- _Problem requirements_:
From the data below, retype exactly the lines starting with the one that contains "pixel 144 70" and ending with the one that contains "pixel 31 132", both included.

━━━━━ Records provided

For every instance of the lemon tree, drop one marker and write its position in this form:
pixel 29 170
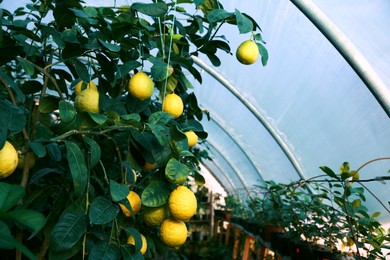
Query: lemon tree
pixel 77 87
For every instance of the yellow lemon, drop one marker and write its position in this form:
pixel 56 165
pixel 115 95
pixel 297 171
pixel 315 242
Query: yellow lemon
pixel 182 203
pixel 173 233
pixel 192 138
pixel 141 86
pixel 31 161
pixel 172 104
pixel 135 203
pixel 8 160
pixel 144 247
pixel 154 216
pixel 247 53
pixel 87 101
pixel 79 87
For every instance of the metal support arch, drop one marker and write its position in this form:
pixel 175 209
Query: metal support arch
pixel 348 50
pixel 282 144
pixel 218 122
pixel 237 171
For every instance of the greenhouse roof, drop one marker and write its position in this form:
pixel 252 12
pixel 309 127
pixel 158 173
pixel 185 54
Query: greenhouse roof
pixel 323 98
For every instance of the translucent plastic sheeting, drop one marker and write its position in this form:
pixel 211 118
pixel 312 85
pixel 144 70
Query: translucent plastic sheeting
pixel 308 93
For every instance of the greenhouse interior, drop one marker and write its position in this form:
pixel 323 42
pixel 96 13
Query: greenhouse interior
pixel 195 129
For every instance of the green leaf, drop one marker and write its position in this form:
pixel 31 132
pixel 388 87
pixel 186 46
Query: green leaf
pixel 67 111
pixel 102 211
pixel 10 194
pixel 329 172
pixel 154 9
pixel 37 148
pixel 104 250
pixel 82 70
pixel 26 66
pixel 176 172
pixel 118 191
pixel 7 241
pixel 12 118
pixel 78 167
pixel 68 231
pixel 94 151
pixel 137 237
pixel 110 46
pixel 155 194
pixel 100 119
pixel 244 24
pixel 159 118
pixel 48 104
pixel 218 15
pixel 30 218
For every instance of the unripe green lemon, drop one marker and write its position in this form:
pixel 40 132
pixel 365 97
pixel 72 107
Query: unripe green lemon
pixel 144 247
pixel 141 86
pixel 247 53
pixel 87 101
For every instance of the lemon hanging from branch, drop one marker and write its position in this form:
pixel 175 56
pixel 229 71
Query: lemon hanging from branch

━━━━━━━━━━
━━━━━ Records provided

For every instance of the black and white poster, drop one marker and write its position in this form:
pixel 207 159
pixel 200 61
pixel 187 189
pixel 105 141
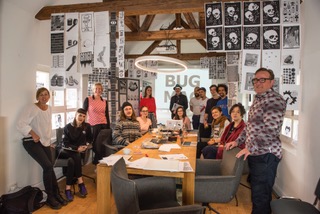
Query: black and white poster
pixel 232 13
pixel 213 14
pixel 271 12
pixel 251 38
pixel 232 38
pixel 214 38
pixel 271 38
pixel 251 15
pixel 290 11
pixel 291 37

━━━━━━━━━━
━━━━━ Records provided

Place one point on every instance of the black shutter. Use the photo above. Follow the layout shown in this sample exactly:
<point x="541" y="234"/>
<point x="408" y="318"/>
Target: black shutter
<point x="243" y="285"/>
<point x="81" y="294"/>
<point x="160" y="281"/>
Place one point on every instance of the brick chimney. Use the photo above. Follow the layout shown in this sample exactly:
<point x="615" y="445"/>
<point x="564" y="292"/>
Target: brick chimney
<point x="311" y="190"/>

━━━━━━━━━━

- _The answer_:
pixel 144 70
Query: translucent plastic sheeting
pixel 308 93
For every instance of the greenhouse interior, drop one marker and write its position in this form:
pixel 323 42
pixel 96 13
Query: greenhouse interior
pixel 195 129
For every instance of the green leaf, drop one marker and write its position in this form:
pixel 31 132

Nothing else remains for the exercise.